Segment Start: Extract provided

Dear Biostars,
I am having a confusing issue with my CADD
plugin. This is confusing because when I run VEP
for my whole trio - all the plugins work fine. However when I try to run CADD
for individual - pivoted files - it no longer does and I get the following error - ERROR: Assembly is GRCh38 but CADD file does not contain GRCh38 in header.
The following code works:
modules/ variables load
module load Perl/5.34.0-GCCcore-11.2.0
module load tabix/0.2.6-GCCcore-10.2.0
module load Bio-DB-HTS/3.01-GCC-11.2.0
module load DBD-mysql/4.050-GCC-11.2.0
module load OpenSSL/1.1.1d-GCCcore-8.3.0
dir=/path/to/vep/
dir_cache=/path/to/vep/
fasta="Homo_sapiens_assembly38.fasta"

Segment End: Extract provided
Segment Start: Data supplied

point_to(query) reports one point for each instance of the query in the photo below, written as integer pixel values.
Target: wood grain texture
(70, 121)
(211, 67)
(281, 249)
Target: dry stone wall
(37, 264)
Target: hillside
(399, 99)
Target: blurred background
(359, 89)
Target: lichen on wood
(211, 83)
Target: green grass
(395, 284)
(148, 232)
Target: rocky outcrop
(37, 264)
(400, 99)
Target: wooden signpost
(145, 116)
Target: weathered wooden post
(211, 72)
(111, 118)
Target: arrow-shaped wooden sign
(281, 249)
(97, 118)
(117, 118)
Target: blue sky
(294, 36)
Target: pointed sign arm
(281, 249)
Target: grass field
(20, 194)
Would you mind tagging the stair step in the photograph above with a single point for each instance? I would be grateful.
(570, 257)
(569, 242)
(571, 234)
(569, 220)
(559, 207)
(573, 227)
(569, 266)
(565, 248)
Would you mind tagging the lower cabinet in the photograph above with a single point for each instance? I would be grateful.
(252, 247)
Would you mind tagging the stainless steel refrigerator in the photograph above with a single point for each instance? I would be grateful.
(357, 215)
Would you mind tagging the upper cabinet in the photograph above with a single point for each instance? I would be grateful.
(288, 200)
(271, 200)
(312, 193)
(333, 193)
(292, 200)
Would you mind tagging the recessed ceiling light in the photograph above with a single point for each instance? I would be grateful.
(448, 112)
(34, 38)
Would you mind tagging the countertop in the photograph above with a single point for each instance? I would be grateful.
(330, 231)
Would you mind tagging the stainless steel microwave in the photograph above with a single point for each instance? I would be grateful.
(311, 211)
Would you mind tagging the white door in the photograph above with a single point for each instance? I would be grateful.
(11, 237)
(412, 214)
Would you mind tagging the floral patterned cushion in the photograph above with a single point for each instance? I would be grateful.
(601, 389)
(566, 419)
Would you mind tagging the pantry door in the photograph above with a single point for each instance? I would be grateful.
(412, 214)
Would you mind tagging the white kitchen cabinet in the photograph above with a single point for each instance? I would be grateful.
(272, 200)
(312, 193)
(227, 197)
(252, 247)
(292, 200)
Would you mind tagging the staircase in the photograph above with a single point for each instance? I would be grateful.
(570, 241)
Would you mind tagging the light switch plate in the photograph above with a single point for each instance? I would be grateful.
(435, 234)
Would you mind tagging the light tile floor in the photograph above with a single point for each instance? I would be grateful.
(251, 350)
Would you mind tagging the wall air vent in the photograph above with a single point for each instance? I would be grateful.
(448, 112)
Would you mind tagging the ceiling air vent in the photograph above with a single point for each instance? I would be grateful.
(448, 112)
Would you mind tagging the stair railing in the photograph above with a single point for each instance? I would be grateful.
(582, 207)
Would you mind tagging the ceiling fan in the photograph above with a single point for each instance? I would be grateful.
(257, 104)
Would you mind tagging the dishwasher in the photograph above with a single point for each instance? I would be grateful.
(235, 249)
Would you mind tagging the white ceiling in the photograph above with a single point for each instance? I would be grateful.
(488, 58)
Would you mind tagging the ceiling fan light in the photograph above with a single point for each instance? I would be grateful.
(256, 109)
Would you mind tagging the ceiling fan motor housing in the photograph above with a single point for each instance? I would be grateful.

Segment End: Data supplied

Problem description: In the forum post about the CADD plugin, which error does the poster get when running CADD on individual pivoted files?

Task result: ERROR: Assembly is GRCh38 but CADD file does not contain GRCh38 in header.